#### REQUIRED ACTION
The whole listing should be retyped exactly as it appears.

#### PROVIDED RECORDS

● ● ● ●

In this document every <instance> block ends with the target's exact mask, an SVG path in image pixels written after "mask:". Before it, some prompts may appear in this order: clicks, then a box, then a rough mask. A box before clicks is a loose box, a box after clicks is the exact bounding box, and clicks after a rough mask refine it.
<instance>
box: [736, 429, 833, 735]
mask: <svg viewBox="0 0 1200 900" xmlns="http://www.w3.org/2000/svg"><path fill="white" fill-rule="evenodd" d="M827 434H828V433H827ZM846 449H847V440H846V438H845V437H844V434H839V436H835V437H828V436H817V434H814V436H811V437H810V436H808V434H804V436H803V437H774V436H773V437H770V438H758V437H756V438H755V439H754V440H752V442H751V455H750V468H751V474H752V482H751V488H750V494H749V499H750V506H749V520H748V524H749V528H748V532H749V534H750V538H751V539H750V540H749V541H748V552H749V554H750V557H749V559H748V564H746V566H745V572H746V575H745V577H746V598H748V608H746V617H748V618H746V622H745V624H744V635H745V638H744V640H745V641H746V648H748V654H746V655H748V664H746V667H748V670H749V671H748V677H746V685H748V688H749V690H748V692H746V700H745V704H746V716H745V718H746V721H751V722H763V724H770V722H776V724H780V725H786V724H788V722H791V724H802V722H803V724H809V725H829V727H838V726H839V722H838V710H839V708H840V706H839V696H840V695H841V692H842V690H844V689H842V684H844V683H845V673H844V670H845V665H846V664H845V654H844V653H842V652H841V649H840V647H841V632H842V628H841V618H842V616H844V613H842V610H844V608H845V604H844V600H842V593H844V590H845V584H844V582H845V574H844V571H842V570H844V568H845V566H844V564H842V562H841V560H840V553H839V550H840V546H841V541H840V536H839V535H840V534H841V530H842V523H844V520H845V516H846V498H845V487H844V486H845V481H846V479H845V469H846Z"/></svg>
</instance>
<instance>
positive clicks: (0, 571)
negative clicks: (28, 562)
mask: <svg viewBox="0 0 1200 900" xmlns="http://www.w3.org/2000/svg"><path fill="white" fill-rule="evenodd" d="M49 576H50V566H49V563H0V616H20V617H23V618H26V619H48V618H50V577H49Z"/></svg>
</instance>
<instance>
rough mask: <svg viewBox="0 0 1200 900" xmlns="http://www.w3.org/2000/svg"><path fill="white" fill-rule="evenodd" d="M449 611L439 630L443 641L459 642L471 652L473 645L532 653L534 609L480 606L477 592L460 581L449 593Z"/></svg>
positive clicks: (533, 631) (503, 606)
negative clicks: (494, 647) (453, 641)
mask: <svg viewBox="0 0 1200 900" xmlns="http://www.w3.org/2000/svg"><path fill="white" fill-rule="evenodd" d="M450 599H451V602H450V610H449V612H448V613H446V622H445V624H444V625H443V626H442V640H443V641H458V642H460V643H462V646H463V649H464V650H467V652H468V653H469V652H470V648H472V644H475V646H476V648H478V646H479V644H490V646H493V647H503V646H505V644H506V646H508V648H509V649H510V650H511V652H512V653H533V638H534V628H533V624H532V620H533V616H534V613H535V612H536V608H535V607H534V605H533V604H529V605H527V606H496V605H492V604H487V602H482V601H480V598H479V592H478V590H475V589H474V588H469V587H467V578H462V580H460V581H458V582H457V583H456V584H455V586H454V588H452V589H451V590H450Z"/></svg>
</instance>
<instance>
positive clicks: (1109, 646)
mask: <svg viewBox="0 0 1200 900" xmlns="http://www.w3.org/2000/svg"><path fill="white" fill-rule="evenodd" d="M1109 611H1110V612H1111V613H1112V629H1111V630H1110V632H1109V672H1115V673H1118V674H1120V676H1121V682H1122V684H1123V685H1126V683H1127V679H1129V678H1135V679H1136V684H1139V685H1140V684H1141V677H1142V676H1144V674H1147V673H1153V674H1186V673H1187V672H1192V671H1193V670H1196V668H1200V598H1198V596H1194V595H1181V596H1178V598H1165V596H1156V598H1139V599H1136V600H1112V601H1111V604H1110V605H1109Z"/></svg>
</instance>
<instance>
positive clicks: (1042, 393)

● ● ● ●

#### RESPONSE AREA
In this document every <instance> block ends with the target's exact mask, an SVG path in image pixels written after "mask:". Before it, some prompts may appear in this order: clicks, then a box, then a rough mask. A box before clicks is a loose box, a box after clicks is the exact bounding box, and clicks after a rough mask refine it.
<instance>
box: [736, 429, 833, 735]
mask: <svg viewBox="0 0 1200 900" xmlns="http://www.w3.org/2000/svg"><path fill="white" fill-rule="evenodd" d="M827 434H828V433H827ZM846 449H847V440H846V438H845V437H844V434H839V436H835V437H828V436H817V434H814V436H811V437H810V436H808V434H804V436H803V437H774V436H773V437H770V438H758V437H756V438H755V439H754V440H752V442H751V455H750V468H751V474H752V482H751V488H750V494H749V499H750V506H749V520H748V524H749V528H748V532H749V534H750V538H751V539H750V540H749V541H748V552H749V554H750V557H749V559H748V564H746V566H745V572H746V575H745V577H746V598H748V608H746V617H748V618H746V622H745V624H744V635H745V638H744V640H745V641H746V648H748V654H746V655H748V664H746V667H748V670H749V671H748V677H746V685H748V688H749V690H748V692H746V700H745V704H746V716H745V718H746V721H751V722H763V724H770V722H776V724H780V725H786V724H788V722H791V724H802V722H803V724H809V725H829V727H838V726H839V722H838V710H839V708H840V706H839V696H840V695H841V692H842V690H844V689H842V684H844V683H845V673H844V670H845V665H846V664H845V654H844V653H842V652H841V649H840V647H841V632H842V628H841V618H842V616H844V613H842V610H844V608H845V604H844V600H842V593H844V590H845V584H844V582H845V574H844V571H842V570H844V568H845V566H844V564H842V562H841V560H840V553H839V550H840V546H841V541H840V536H839V535H840V534H841V530H842V523H844V520H845V516H846V498H845V487H844V486H845V481H846V479H845V469H846Z"/></svg>
</instance>
<instance>
positive clicks: (0, 571)
negative clicks: (28, 562)
mask: <svg viewBox="0 0 1200 900" xmlns="http://www.w3.org/2000/svg"><path fill="white" fill-rule="evenodd" d="M49 576H50V566H49V563H0V616H20V617H23V618H26V619H48V618H50V577H49Z"/></svg>
</instance>
<instance>
rough mask: <svg viewBox="0 0 1200 900" xmlns="http://www.w3.org/2000/svg"><path fill="white" fill-rule="evenodd" d="M449 611L439 630L443 641L459 642L471 652L473 645L532 653L534 609L480 606L477 592L460 581L449 593Z"/></svg>
positive clicks: (533, 631) (503, 606)
negative clicks: (494, 647) (453, 641)
mask: <svg viewBox="0 0 1200 900" xmlns="http://www.w3.org/2000/svg"><path fill="white" fill-rule="evenodd" d="M450 599H451V602H450V610H449V612H448V613H446V622H445V624H444V625H443V626H442V640H443V641H458V642H460V643H462V646H463V649H464V650H467V652H468V653H469V652H470V648H472V644H475V646H476V648H478V646H479V644H490V646H493V647H503V646H505V644H506V646H508V648H509V649H510V650H511V652H512V653H533V638H534V628H533V624H532V620H533V616H534V613H535V612H536V608H535V607H534V605H533V604H529V605H527V606H496V605H492V604H487V602H482V601H480V598H479V592H478V590H475V589H474V588H469V587H467V578H462V580H460V581H458V582H457V583H456V584H455V586H454V588H452V589H451V590H450Z"/></svg>
</instance>
<instance>
positive clicks: (1109, 646)
mask: <svg viewBox="0 0 1200 900" xmlns="http://www.w3.org/2000/svg"><path fill="white" fill-rule="evenodd" d="M1109 611H1110V612H1111V613H1112V629H1111V630H1110V632H1109V672H1115V673H1118V674H1120V676H1121V682H1122V684H1123V685H1126V683H1127V679H1129V678H1135V679H1136V684H1139V685H1140V684H1141V677H1142V676H1144V674H1147V673H1153V674H1186V673H1187V672H1192V671H1193V670H1196V668H1200V598H1198V596H1194V595H1181V596H1178V598H1165V596H1156V598H1139V599H1136V600H1112V601H1111V604H1110V605H1109Z"/></svg>
</instance>
<instance>
positive clicks: (1042, 393)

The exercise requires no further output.